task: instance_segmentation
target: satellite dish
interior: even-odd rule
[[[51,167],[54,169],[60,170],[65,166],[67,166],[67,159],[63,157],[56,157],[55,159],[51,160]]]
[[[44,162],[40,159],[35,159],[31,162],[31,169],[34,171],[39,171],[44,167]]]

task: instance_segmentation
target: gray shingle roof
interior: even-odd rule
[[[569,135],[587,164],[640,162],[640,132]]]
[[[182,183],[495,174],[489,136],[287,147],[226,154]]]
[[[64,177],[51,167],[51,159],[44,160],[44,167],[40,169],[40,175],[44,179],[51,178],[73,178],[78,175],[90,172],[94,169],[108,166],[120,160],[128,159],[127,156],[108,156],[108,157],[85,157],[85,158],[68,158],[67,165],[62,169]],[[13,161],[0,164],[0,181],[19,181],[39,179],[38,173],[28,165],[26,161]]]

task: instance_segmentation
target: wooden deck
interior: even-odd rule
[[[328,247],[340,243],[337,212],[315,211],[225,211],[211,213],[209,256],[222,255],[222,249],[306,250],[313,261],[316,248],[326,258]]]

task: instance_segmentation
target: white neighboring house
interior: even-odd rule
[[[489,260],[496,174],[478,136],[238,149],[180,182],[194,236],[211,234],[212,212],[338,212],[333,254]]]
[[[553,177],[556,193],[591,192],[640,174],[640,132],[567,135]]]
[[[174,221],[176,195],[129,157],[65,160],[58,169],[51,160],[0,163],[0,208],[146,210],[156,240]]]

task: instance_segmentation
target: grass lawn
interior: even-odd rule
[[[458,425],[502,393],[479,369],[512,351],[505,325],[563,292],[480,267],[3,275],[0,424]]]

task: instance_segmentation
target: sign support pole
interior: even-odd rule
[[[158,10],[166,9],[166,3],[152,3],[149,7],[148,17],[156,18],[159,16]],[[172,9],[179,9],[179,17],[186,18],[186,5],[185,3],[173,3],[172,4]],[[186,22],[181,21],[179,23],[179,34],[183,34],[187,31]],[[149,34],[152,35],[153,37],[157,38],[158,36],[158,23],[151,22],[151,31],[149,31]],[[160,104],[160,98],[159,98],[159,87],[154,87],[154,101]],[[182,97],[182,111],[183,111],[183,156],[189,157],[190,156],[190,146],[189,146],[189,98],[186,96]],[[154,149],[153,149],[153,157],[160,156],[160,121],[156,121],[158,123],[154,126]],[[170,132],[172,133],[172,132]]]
◆ ◆ ◆ ◆ ◆ ◆ ◆
• **Work instructions**
Print the whole listing exactly as it is.

• **Result below**
task: instance_segmentation
target: satellite dish
interior: even-odd rule
[[[51,167],[54,169],[60,170],[65,166],[67,166],[67,159],[63,157],[56,157],[55,159],[51,160]]]
[[[44,162],[40,159],[35,159],[31,162],[31,169],[34,171],[39,171],[44,167]]]

task: instance_segmentation
target: gray shingle roof
interior: even-odd rule
[[[569,135],[587,164],[640,162],[640,132]]]
[[[182,183],[495,174],[489,136],[287,147],[226,154]]]
[[[64,177],[51,167],[51,159],[44,160],[44,167],[40,169],[40,175],[44,179],[51,178],[73,178],[78,175],[90,172],[94,169],[108,166],[120,160],[128,159],[127,156],[108,156],[108,157],[85,157],[85,158],[68,158],[67,165],[62,169]],[[13,161],[0,164],[0,181],[19,181],[39,179],[38,173],[28,165],[26,161]]]

task: instance_segmentation
target: wooden deck
interior: even-odd rule
[[[328,247],[340,243],[337,212],[315,211],[225,211],[211,213],[209,256],[222,255],[222,249],[306,250],[313,261],[316,248],[326,258]]]

task: instance_segmentation
target: white neighboring house
interior: even-odd rule
[[[489,260],[496,174],[478,136],[238,149],[180,182],[194,236],[211,234],[212,212],[338,212],[333,254]]]
[[[553,177],[556,193],[591,192],[640,174],[640,132],[567,135]]]
[[[174,221],[176,195],[129,157],[65,160],[58,169],[51,160],[0,163],[0,208],[146,210],[156,240]]]

task: instance_segmentation
target: grass lawn
interior: even-odd rule
[[[458,425],[502,393],[479,369],[512,351],[505,325],[563,292],[480,267],[3,275],[0,424]]]

task: instance_segmentation
target: sign support pole
interior: even-odd rule
[[[158,10],[166,9],[166,3],[152,3],[149,7],[148,17],[156,18],[159,16]],[[172,9],[179,9],[179,17],[186,18],[186,5],[185,3],[173,3],[172,4]],[[186,22],[181,21],[179,23],[179,34],[183,34],[187,31]],[[149,34],[152,35],[153,37],[157,38],[158,36],[158,23],[151,22],[151,31],[149,31]],[[160,104],[160,98],[159,98],[159,87],[154,87],[154,101]],[[182,97],[182,111],[183,111],[183,156],[189,157],[190,156],[190,146],[189,146],[189,98],[186,96]],[[154,149],[153,149],[153,157],[160,156],[160,121],[156,121],[158,123],[154,126]],[[170,132],[172,133],[172,132]]]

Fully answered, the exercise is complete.